TEXTE À ÉTUDIER =
• • • • •

Depuis cette époque, leur utilisation n’a cessé de progresser. Le fichier automatisé des empreintes digitales (FAED), créé en avril 1987, comportait, au 31 août 2006, les empreintes de près de 2,4 millions d’individus. On sait, d’autre part que le nouveau passeport biométrique entraînera le recueil des empreintes de 8 doigts.

Vous trouverez ci-dessous un communiqué de la Cnil concernant les empreintes digitales, suivie d’une présentation du Faed extraite d’un rapport officiel.


La CNIL encadre et limite l’usage de l’empreinte digitale

Communiqué du 28 décembre 2007

Aux termes de la loi informatique et libertés de 2004, la CNIL dispose d’un pouvoir d’autorisation expresse des dispositifs biométriques. Elle a souhaité préciser, dans un guide rendu public les principaux critères sur lesquels elle se fonde pour autoriser ou refuser le recours à des dispositifs reposant sur la reconnaissance des empreintes digitales avec un stockage sur un terminal de lecture-comparaison ou sur un serveur.

Il s’agit :

  • de rappeler les risques liés à cette technologie dont l’utilisation doit rester exceptionnelle ;
  • de mieux informer les salariés sur leurs droits et de permettre aux entreprises et administrations, toujours plus nombreuses à vouloir utiliser la biométrie, de se poser « les bonnes questions informatique et libertés ».

C’est en 1997 que la CNIL a examiné son premier dispositif biométrique avec enregistrement des empreintes digitales dans une base de données. Depuis, le nombre de demandes d’autorisation pour de tels systèmes ne cesse de croître. Sur 602 traitements biométriques examinés par la Commission en 2007, 53 reposaient sur la reconnaissance des empreintes digitales avec enregistrement de celles-ci dans une base de données : 21 ont été refusés, 32 autorisés (les 549 autres traitements concernaient essentiellement des systèmes de reconnaissance du contour de la main). Plus d’une centaine de dossiers sont toujours en cours d’instruction.

L’analyse de la Commission repose sur le constat que :

  • l’empreinte digitale est une biométrie à « trace ». Chacun laisse des traces de ses empreintes digitales, plus ou moins facilement exploitables, dans beaucoup de circonstances de la vie courante (sur un verre ou une poignée de porte etc.) ;
  • ces « traces » peuvent être capturées à l’insu des personnes et être utilisées notamment pour usurper leur identité.

• • • • •

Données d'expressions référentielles
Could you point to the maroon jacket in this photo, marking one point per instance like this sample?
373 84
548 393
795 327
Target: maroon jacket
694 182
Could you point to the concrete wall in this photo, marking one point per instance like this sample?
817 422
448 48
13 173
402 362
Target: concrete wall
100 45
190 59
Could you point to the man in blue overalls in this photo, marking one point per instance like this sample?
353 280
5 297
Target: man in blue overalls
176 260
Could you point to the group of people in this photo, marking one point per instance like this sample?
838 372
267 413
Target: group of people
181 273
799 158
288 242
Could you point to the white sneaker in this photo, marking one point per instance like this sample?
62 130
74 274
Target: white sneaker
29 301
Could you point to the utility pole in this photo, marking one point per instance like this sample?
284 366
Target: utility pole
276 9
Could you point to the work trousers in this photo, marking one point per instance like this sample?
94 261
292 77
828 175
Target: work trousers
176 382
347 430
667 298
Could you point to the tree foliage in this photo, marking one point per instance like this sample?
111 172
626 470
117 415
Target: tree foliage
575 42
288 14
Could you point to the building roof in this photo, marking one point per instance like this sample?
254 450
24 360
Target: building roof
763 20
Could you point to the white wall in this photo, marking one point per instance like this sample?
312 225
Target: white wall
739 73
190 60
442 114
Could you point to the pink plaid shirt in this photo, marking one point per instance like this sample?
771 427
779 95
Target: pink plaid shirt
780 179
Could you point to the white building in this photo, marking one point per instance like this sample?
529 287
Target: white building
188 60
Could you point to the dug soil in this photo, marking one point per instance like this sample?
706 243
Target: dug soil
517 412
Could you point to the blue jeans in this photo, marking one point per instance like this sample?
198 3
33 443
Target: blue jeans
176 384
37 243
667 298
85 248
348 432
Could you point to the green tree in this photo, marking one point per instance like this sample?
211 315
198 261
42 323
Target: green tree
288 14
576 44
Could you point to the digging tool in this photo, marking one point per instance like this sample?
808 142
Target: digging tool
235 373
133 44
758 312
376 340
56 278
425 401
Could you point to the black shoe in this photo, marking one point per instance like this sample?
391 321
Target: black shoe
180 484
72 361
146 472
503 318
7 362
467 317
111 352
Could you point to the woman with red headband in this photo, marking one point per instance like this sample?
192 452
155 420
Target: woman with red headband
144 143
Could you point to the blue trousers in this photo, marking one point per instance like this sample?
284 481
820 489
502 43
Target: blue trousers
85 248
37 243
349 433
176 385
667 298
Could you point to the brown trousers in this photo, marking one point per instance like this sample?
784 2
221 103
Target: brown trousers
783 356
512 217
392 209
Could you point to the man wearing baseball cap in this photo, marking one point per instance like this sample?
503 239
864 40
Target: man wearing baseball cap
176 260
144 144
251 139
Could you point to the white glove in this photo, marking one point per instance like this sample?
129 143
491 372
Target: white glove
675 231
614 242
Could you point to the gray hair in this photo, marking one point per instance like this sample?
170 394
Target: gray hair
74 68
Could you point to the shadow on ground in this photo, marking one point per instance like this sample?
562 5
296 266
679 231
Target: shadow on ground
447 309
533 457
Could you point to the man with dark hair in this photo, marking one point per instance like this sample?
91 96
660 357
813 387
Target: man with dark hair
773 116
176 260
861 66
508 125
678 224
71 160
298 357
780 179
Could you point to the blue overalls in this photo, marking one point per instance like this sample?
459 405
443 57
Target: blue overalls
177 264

• • • • •

CONSIGNE =
Poursuivez le texte sur les empreintes digitales après sa dernière phrase. Vous n'aurez pas besoin des données.

RÉPONSE =
La Commission tient à clarifier et à préciser sa position : ces dispositifs ne sont justifiés que s’ils sont fondés sur un fort impératif de sécurité et satisfont aux quatre exigences suivantes :

  • la finalité du dispositif : elle doit être limitée au contrôle de l’accès d’un nombre limité de personnes à une zone bien déterminée, représentant ou contenant un enjeu majeur dépassant l’intérêt strict de l’organisme tel que la protection de l’intégrité physique des personnes, de celle des biens et des installations ou encore de celles de certaines informations (ex : accès à une centrale nucléaire, à une cellule de production de vaccins ou à un site Seveso II) ;
  • la proportionnalité : le système proposé est-il bien adapté à la finalité préalablement définie eu égard aux risques qu’il comporte en matière de protection des données à caractère personnel ?
  • a sécurité : le dispositif doit permettre à la fois une authentification et/ou une identification fiable des personnes et comporter toutes garanties de sécurité pour éviter la divulgation des données ;
  • l’information des personnes concernées : elle doit être réalisée dans le respect de la loi « informatique et libertés » et, le cas échéant, du Code du travail.

Contestation en Allemagne du fichage des empreintes digitales

En Allemagne, le Chaos Computer Club (CCC), un groupe de hackers assez connu chez les geeks, menace de publier les empreintes digitales d’Angela Merkel. Pourquoi ? Parce que la chancelière soutient un projet de passeports biométriques qui suppose la copie de l’empreinte du majeur des voyageurs dans des bases de données communiquées aux services d’immigration, une pratique qui fait bondir le CCC.

Selon eux, les empreintes digitales ne sont pas une source fiable pour identifier les gens car elles sont trop facile à reproduire. La preuve : le CCC a rédigé un manuel en douze points montrant comment créer de fausses empreintes. « Les données biométriques n’offrent aucune sécurité, elles permettent juste de mieux surveiller les citoyens » et non pas de les protéger, a expliqué Franck Rieger, le porte-parole du Chaos Computer Club.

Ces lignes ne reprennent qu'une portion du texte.